* Your goal
Edit the records so that each occurrence of "denim waistband" reads "jeans waistband", leaving all other text unchanged.

* Source data
===============
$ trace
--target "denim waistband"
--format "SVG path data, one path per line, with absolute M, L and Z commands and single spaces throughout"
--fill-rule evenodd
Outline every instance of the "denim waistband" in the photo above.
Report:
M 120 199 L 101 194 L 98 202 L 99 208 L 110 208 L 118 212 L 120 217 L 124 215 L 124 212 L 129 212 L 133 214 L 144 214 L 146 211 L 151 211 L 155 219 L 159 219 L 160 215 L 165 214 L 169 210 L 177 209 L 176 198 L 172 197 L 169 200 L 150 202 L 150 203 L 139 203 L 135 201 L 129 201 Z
===============
* Full response
$ trace
--target "jeans waistband"
--format "SVG path data, one path per line, with absolute M, L and Z commands and single spaces throughout"
--fill-rule evenodd
Outline every instance of the "jeans waistband" in the photo above.
Report:
M 120 199 L 101 194 L 98 202 L 99 208 L 110 208 L 118 212 L 120 217 L 124 215 L 124 212 L 129 212 L 133 214 L 144 214 L 146 211 L 151 211 L 155 219 L 159 219 L 160 215 L 165 214 L 169 210 L 177 209 L 176 198 L 172 197 L 169 200 L 150 202 L 150 203 L 139 203 L 135 201 L 129 201 Z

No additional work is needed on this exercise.